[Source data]

========

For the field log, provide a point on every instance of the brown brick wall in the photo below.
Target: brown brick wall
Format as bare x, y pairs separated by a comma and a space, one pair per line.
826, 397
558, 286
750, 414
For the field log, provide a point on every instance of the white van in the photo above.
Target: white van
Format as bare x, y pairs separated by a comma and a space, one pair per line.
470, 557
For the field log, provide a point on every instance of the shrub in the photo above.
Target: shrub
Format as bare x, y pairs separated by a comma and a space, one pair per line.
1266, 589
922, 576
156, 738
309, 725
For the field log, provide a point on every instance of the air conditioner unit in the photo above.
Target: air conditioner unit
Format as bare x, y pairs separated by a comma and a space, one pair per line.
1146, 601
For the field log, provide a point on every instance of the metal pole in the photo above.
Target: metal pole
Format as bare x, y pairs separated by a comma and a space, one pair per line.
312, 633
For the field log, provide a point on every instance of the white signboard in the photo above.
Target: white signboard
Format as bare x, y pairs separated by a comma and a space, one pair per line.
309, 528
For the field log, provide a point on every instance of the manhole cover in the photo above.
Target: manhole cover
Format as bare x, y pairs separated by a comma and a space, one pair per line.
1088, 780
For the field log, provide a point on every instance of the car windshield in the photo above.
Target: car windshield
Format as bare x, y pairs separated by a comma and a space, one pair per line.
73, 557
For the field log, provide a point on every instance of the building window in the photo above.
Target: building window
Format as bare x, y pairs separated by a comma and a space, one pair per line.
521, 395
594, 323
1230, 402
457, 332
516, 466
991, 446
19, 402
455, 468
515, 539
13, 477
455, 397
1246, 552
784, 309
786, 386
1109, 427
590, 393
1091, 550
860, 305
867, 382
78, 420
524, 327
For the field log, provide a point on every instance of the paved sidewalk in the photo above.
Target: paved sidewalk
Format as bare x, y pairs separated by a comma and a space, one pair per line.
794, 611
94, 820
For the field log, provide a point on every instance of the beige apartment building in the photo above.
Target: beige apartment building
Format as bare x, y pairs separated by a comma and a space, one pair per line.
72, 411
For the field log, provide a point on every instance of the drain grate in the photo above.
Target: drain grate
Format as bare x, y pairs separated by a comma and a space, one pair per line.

========

• [Exercise brief]:
Recast every line of the records above as a JSON list of strings, one string per line. Leave out any blank lines.

• [Exercise result]:
[
  "For the field log, provide a point on every instance of the brown brick wall in the photo below.",
  "Target: brown brick wall",
  "Format as bare x, y pairs separated by a comma and a space, one pair per line.",
  "826, 397",
  "558, 286",
  "750, 414",
  "For the field log, provide a point on every instance of the white van in the photo above.",
  "Target: white van",
  "Format as bare x, y pairs separated by a comma and a space, one pair per line.",
  "470, 557",
  "For the field log, provide a point on every instance of the shrub in the photo above.",
  "Target: shrub",
  "Format as bare x, y pairs separated by a comma and a space, one pair per line.",
  "1266, 589",
  "922, 576",
  "156, 738",
  "309, 725",
  "For the field log, provide a point on every instance of the air conditioner unit in the photo above.",
  "Target: air conditioner unit",
  "Format as bare x, y pairs separated by a comma and a space, one pair per line.",
  "1146, 601",
  "For the field log, provide a point on every instance of the metal pole in the photo above.",
  "Target: metal pole",
  "Format as bare x, y pairs separated by a comma and a space, one pair per line.",
  "312, 633",
  "For the field log, provide a point on every instance of the white signboard in the photo above.",
  "Target: white signboard",
  "Format as bare x, y pairs separated by a comma and a space, one pair per line.",
  "309, 528",
  "For the field log, provide a point on every instance of the manhole cover in the photo above.",
  "Target: manhole cover",
  "Format as bare x, y pairs separated by a comma and a space, one pair per line.",
  "1088, 780",
  "For the field log, provide a point on every instance of the car windshield in the photo above.",
  "Target: car windshield",
  "Format as bare x, y pairs separated by a comma and a space, one pair per line.",
  "73, 557",
  "For the field log, provide a point on every instance of the building window in the photo above.",
  "Target: building window",
  "Format as bare x, y pairs separated by a comma and a space, one pair per line.",
  "521, 395",
  "594, 323",
  "1230, 402",
  "457, 332",
  "516, 466",
  "991, 446",
  "19, 402",
  "455, 468",
  "515, 539",
  "13, 477",
  "455, 397",
  "1246, 552",
  "784, 309",
  "786, 386",
  "1109, 427",
  "590, 393",
  "1091, 550",
  "860, 305",
  "867, 382",
  "78, 420",
  "524, 327",
  "For the field log, provide a point on every instance of the paved sidewalk in the photo above.",
  "Target: paved sidewalk",
  "Format as bare x, y pairs separated by a comma and a space, one pair per line.",
  "794, 611",
  "94, 820",
  "For the field log, provide a point on every instance of the beige apartment building in the photo above.",
  "Target: beige apartment building",
  "Format as bare x, y pairs separated by a comma and a space, one pair per line.",
  "72, 411",
  "For the field log, provide a point on every instance of the drain grate in the photo above.",
  "Target: drain grate",
  "Format as bare x, y pairs separated by a comma and a space, one pair per line."
]